# Alıştırma A
Haberde Dr. Yalçınkaya, Fırat Üniversitesi Hastanesine kaldırılmadan önce kaç gün kendi hastanesinde tedavi gördü?
# Alıştırma B
Haberdeki bilgilere göre aşağıdaki ifadeler doğru mu? (i) Hastalık ilk etapta kas ağrılarıyla başladı. (ii) Yalçınkaya, hastalığı hastaneden kaptığını düşünüyor. (iii) Tedavide günde 4 defa antibiyotik verildi.
# Alıştırma C
Haberin "Elazığ Mediline Hastanesi" ile başlayıp "çıkmakta zorlandığını aktardı." ile biten kısmını, "derin nefes" ifadesini "rahat nefes" olarak yeniden adlandırarak tekrar yazın.

── Sayfa alıntısı

Elazığ Mediline Hastanesi İç Hastalıkları Uzmanı Dr. Asena Serap Yalçınkaya, yakalandığı Covid-19’u yenerek görevine başladı. Geçtiğimiz ay hastalığa yakalanan ve ilk 3 gün kendi hastanesinde, ardından durumu ağırlaşınca Fırat Üniversitesi Hastanesine kaldırılarak 10 gün tedavi gören Dr. Yalçınkaya, zor bir süreç geçirdi. Hastanede kaldığı süre içinde 5 gününü hatırlamayan Yalçınkaya, 20 gün boyunca derin nefes alamadığını, şu anda ise 1 kat merdiveni bile çıkmakta zorlandığını aktardı.
Sürecin en başından bugüne kadar yoğun olarak Covid-19 hastalarına baktığını belirten Uzman Dr. Asena Serap Yalçıhkaya, “İlk başta kendime konduramadım. Ben olmam diye düşünüyordum. Çünkü ciddi anlamda korunuyordum. Çift maske, önlük, gözlük şeklinde kişisel koruyucu ekipmanlarımı koruyarak hastalarıma bakıyordum. Ama yine ben de yakalandım. Çok dikkat etmek gerekiyor. İlk etapta kas ağrıları ile başladı. O dönem ben Covid-19 olduğunu düşünmedim, yorgunluk olarak düşündüm. Ama annemde ve kardeşimde çıkınca test yaptırdım ve pozitif olduğumu öğrendim. Hastalığımın 5’inci gününde ciddi bir ateş ve sırt ağrısı yaşadım. Nefes almakta güçlük çektim. Hatta hastanede yatarak 10 günlük bir tedavi sürecim oldu. İlk 5 gününü hatırlamıyorum. Kardeşim anlatıyor. Ciddi bir şuur bulanıklığım oldu. Kendi ihtiyaçlarımız göremeyecek dereceye geldim. Kardeşim koluma girerek bana yardımcı oluyordu. 10 gün hastanede yattım. Damardan tedaviler gördüm. Ciddi bir psikolojik savaş da verdim. Zaten hastalarımla her zaman empati kurmuşumdur ama o dönemde hastaların ne hissettiğini çok iyi anladım” dedi.
Tedavi sürecini anlatan Dr. Yalçınkaya, “Sürekli kan sulandırıcılar yapılıyor. Damar yolu açılıyor. Günde 4 defa antibiyotik ve oksijen tedavisi yapıldı. Zorlu bir süreç geçirdim. En önemlisi bu hastalığa yakalanmamak. Biz bu kadar dikkat etmişken bile yakalanıyorsak ciddi bir anlamda bir bulaştırıcılık söz konusu. Ben hastaneden kaptığımı düşünmüyorum. Bir ortama girmiştim ve orada pozitif olan hastalar pozitifliklerini gizlemişlerdi. Oradan aldığımı düşünüyorum. Bu şekilde ağır bir sürecim oldu. Halen daha konuşurken nefesim kesiliyor. Halen semptomlarım devam ediyor. 1 kat merdivenden fazlasını çıkamıyorum. Dinlenerek çıkıyorum. Hastalarım ‘nefes alamıyorum, her şeyimi veririm’ diyordu. Ben de onu hissettim. O aldığınız hava tüm ciğerlerini yakıyor, onu gerçekten hissettim. 20 gün boyunca derin nefes aldığımı hatırlamıyorum. Bu çok ciddi bir şey. İnsanlar maske takarken nefes alamıyorum diyor. Şu maske ile nefes alamamak mı dersiniz yoksa Covid-19 olup nefes alamamak mı dersiniz. İnanın maskeyi tercih ederim. Ciddi anlamda zor bir hastalık. Grip gibi değil” diye konuştu.

────
── Sağlanan bilgiler

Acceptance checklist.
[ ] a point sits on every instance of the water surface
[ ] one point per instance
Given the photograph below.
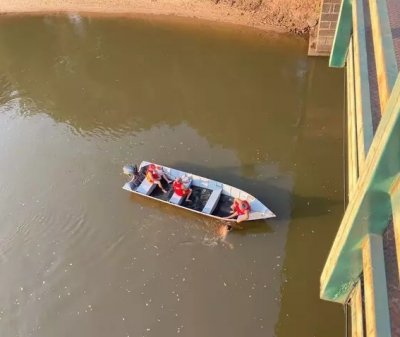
(80, 97)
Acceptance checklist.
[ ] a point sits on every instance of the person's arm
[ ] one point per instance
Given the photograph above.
(244, 217)
(231, 216)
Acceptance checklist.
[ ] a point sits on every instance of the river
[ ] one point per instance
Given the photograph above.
(82, 96)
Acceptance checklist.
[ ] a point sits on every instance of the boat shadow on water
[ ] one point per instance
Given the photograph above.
(275, 191)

────

# Çözümünüz A
İlk 3 gün kendi hastanesinde tedavi gördü.

# Çözümünüz B
(i) Evet: "İlk etapta kas ağrıları ile başladı."
(ii) Hayır: "Ben hastaneden kaptığımı düşünmüyorum."
(iii) Evet: "Günde 4 defa antibiyotik ve oksijen tedavisi yapıldı."

# Çözümünüz C
Elazığ Mediline Hastanesi İç Hastalıkları Uzmanı Dr. Asena Serap Yalçınkaya, yakalandığı Covid-19’u yenerek görevine başladı. Geçtiğimiz ay hastalığa yakalanan ve ilk 3 gün kendi hastanesinde, ardından durumu ağırlaşınca Fırat Üniversitesi Hastanesine kaldırılarak 10 gün tedavi gören Dr. Yalçınkaya, zor bir süreç geçirdi. Hastanede kaldığı süre içinde 5 gününü hatırlamayan Yalçınkaya, 20 gün boyunca rahat nefes alamadığını, şu anda ise 1 kat merdiveni bile çıkmakta zorlandığını aktardı.